Stored items from a collection:
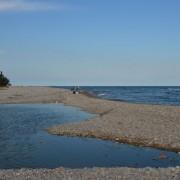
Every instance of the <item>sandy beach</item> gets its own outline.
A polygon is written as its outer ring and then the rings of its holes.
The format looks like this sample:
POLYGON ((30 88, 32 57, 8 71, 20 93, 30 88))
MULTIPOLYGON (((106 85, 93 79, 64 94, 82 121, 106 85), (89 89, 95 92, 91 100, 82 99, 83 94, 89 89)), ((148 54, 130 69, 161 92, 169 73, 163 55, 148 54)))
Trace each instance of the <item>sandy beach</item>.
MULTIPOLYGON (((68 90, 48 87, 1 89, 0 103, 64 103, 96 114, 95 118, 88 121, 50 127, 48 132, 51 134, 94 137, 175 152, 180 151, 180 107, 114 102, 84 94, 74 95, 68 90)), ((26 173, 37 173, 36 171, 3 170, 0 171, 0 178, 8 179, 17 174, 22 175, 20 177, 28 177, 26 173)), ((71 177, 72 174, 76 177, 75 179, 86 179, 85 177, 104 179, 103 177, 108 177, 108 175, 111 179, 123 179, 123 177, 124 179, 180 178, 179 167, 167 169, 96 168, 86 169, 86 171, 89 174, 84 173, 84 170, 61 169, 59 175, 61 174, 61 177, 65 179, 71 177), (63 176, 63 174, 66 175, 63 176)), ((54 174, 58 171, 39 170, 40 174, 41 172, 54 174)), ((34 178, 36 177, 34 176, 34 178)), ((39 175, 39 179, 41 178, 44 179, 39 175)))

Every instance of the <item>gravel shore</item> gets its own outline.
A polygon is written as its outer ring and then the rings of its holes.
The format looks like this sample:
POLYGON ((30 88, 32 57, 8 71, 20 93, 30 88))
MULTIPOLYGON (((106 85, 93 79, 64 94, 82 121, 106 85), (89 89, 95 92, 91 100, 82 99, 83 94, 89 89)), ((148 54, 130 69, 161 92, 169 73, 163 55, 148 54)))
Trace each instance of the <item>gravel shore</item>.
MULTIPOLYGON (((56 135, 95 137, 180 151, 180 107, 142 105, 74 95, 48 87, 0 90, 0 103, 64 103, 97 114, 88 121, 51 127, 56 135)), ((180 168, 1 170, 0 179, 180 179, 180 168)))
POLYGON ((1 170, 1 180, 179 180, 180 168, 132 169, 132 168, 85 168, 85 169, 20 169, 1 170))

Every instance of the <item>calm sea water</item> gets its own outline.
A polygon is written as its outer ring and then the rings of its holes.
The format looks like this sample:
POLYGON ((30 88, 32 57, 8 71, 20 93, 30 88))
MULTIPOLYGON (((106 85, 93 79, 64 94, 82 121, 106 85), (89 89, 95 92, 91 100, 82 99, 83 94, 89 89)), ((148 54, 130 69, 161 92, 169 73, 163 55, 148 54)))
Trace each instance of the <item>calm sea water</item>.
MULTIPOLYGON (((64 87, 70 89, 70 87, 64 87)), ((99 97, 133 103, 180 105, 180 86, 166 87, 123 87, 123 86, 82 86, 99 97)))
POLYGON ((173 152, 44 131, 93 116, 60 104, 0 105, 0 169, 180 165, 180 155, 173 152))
* * *
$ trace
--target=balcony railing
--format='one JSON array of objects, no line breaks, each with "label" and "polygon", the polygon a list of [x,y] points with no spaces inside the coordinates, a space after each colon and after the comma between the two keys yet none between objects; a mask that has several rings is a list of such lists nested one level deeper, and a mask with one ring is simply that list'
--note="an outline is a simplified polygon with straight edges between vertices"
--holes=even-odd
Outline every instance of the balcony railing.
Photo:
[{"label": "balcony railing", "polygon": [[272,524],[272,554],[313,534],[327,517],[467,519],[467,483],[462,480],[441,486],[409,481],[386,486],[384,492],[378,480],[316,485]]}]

■ **Aim**
Please copy, without any change, the part of the listing above that opens with the line containing "Every instance of the <item>gravel" and closes with the line containing "Trace each instance of the <item>gravel", both of those lines included.

■ **Written answer**
Every instance of the <item>gravel shore</item> gets its own outline.
A polygon is written as its outer ring and then the rings of its holes.
The format looks like this sample:
POLYGON ((30 88, 32 57, 8 71, 20 93, 30 88))
MULTIPOLYGON (((106 85, 93 79, 64 94, 82 121, 106 85), (89 89, 95 92, 91 100, 82 99, 83 94, 89 89)), ((148 54, 130 69, 161 92, 169 73, 163 55, 148 54)))
Trace each instance of the <item>gravel shore</item>.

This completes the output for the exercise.